* [学習目標]
**1.** 岡山観光の文章で、県観光課の担当者は、岡山が観光客に長くとどまってもらえない理由をどう説明しているか。1～3文で答えなさい。
**2.** 岡山観光の文章を、最後の文の後から書き継ぎなさい。

* [本文抜粋]
* * * * *
県が昨年8月に公表した県観光客動態調査によると、2023年に県外から訪れた観光客数は推計823万人。コロナ禍で最も落ち込んだ21年の515万人から回復し、コロナ禍前の19年の998万人に迫る勢いとなった。
地方別では、中国地方(263万人)、近畿地方(241万人)、四国地方(106万人)の順で多く、遠方からの集客が課題として浮かんでいる。
万博は、半年間の会期中に延べ2820万人、1日平均15万人の来場が想定されており、開幕日には11万9000人が訪れた。さらに、4月18日に開幕した現代アートの祭典「瀬戸内国際芸術祭」も春(5月25日まで)、夏(8月1~31日)、秋(10月3~11月9日)の3会期あり、相乗効果が期待されている。
さらに万博では、想定来場者の1割強に当たる350万人がインバウンド(訪日外国人客)になると見込まれている。県は今年度予算で、万博関連経費として計約2億7800万円を計上した。
しかし、日本政策投資銀行と日本交通公社が昨年実施した訪日外国人の意向調査では、岡山の観光地認知率は11%、倉敷は4%で、神戸の30%、広島の34%に大きく遅れをとった。
訪問意向率でも、岡山は3%、倉敷は1%で、神戸、広島はいずれも11%だったことから、県観光課の担当者は「岡山は交通の利便性が高い一方で、周囲に知名度の高い観光地があり、長くとどまってもらえない現状がある」と打ち明ける。
県は8月、万博会場に、県内の魅力を発信するブースを期間限定で出展するといい、同課担当者は「万博という大きなチャンスを最大限に生かしたい」と話している。
* * * * *
* [記録一覧]

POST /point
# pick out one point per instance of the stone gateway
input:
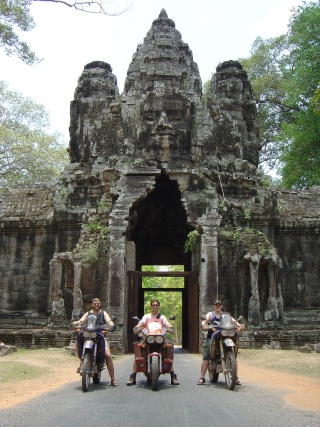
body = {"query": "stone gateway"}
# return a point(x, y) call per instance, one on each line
point(149, 169)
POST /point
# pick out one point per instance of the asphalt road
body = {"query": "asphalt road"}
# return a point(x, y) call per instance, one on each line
point(186, 405)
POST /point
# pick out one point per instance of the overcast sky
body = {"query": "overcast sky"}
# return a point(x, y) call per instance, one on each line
* * * * *
* [課題別解答]
**1.** 岡山は交通の利便性が高い一方で、周囲に知名度の高い観光地があるためだと説明している。

**2.**
(強調は引用者による)
なんだ、コロナ禍で激減した観光客がそのままなのかと思ったら、ほぼ復活しているではないですか。
ここまで都道府県が「観光」として何かしなければいけないのかな、これこそ民間で良い話ではないかなと、何が問題なのだろうと読めば読むほどわからない記事でしたが、とにかく万博に合わせてそれ以外の自治体でも「観光誘致政策」を盛り上げろという感じでしょうか。
「小さな政府を目指す」という流れの割には、こうした政府側の意図や力で生活や仕事が大きく変えられることを感じる昨今ですね。
人それぞれ訪ねたい場所への思いがあるのに、なんだか無理やり「観光」のイメージに浸食されていく感じ。
そしてなんでも「数値目標」がひとり歩きして金儲けの手段にされていく、嫌な時代の雰囲気です。
*岡山を何度も訪ねる理由*
たまたま倉敷に祖父母の家と田んぼがあったことから岡山の干拓に関心が出て、最近では年に1~2回は岡山を訪ねています。
2018年秋に久しぶりに新幹線で岡山まで訪ねた時、品川を出たあと一瞬たりとも車窓の風景から目が離せなくなりました。
都市部のすぐそばからまた整然とした田園風景が何度も何度も現れました。
その時に印象に残ったところを訪ねているのですが、とりわけ名古屋駅を出てすぐの木曽三川と滋賀県へ入っての田園風景、そして兵庫県の揖保川のあたり、そして「ああ、岡山に戻ってきた」と思う吉井川の田園風景は息を呑む美しさです。
そして岡山駅を出るとすぐに水路があり、桃太郎線沿いの神社や田園風景、山陽本線沿いの庭瀬の水路のある街並みや瀬戸大橋線沿いの干拓地など、どんな歴史や生活があるのでしょう。
関心が尽きなくなりました。
最近はあちこちに小洒落た「古民家風」や洗練されすぎた「和のテイスト」っぽい建物や装飾に溢れた「観光地」とは違っていて、そこで生活する人たちが創り上げてきたものこその魅力ですね。
奈良の明日香村や滋賀の五箇荘のようで、さまざまな歴史に思いを馳せながら静かに思索しながら歩くことができ、また行きたいと何度も訪ねる場所ができました。
それが私にとっての岡山です。
*「美しい日本と私」から自虐的な観光へ*
1970年代からよく耳にした「ディスカバージャパン」というフレーズが、最近、こういうことなのかと感じながら歩いています。
20代だとイメージも湧かず、なんだかよくわからなかったのですけれど。
ところが、あれも1970年の万博と終了後の旅客確保対策のキャンペーンで、日本国有鉄道と電通によるものだったと最近知りました。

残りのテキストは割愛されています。